_What is asked_
Retype every line of the material below with no changes.

_Records of labeled boxes_
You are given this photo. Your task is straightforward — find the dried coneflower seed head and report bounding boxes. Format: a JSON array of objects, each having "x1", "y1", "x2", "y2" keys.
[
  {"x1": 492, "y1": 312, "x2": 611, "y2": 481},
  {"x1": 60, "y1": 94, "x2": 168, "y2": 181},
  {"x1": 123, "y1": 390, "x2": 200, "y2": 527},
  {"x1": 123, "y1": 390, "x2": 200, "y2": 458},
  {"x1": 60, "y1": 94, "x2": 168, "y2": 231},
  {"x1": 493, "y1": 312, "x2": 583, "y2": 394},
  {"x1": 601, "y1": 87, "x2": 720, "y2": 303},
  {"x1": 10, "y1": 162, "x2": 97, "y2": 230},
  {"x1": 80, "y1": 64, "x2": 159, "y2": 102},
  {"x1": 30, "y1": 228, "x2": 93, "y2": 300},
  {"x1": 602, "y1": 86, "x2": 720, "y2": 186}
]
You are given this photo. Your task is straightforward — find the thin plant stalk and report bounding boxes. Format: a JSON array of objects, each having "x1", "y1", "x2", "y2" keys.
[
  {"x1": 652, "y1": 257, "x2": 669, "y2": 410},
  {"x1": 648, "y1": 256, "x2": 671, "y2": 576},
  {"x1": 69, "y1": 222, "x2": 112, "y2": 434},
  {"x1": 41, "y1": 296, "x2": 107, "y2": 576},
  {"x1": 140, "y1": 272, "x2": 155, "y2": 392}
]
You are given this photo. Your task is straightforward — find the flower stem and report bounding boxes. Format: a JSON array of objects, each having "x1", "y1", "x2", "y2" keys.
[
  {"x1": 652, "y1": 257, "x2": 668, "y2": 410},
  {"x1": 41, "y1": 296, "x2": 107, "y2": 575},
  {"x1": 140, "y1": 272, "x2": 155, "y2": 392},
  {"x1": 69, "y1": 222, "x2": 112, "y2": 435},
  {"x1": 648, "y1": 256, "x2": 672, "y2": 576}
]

_Result of the task_
You are given this photo. Your task is straightforward — find the dried coneflower seed head and report bounding boxes. Format: a JSON array of objects, each having "x1", "y1", "x2", "y2" keys.
[
  {"x1": 492, "y1": 312, "x2": 611, "y2": 481},
  {"x1": 60, "y1": 94, "x2": 168, "y2": 181},
  {"x1": 123, "y1": 390, "x2": 200, "y2": 527},
  {"x1": 123, "y1": 390, "x2": 200, "y2": 458},
  {"x1": 60, "y1": 94, "x2": 168, "y2": 231},
  {"x1": 493, "y1": 312, "x2": 583, "y2": 394},
  {"x1": 601, "y1": 87, "x2": 720, "y2": 303},
  {"x1": 10, "y1": 162, "x2": 97, "y2": 230},
  {"x1": 80, "y1": 64, "x2": 159, "y2": 102},
  {"x1": 30, "y1": 228, "x2": 93, "y2": 300},
  {"x1": 602, "y1": 86, "x2": 720, "y2": 186}
]
You are given this photo. Your task is straightforward — find the thin plant stalk and report bounding boxes. Format: a JSON array of objects, each having "x1", "y1", "x2", "y2" keys.
[
  {"x1": 652, "y1": 257, "x2": 669, "y2": 410},
  {"x1": 648, "y1": 256, "x2": 671, "y2": 576},
  {"x1": 69, "y1": 222, "x2": 112, "y2": 434},
  {"x1": 41, "y1": 296, "x2": 107, "y2": 576},
  {"x1": 140, "y1": 272, "x2": 155, "y2": 392}
]
You are given this photo. Your task is straightforward — find the flower stem and report bounding boxes. Format: a JSON array of objects, each having "x1", "y1", "x2", "y2" keys.
[
  {"x1": 652, "y1": 257, "x2": 668, "y2": 410},
  {"x1": 41, "y1": 296, "x2": 107, "y2": 575},
  {"x1": 140, "y1": 272, "x2": 155, "y2": 392},
  {"x1": 69, "y1": 222, "x2": 112, "y2": 435},
  {"x1": 648, "y1": 256, "x2": 672, "y2": 576}
]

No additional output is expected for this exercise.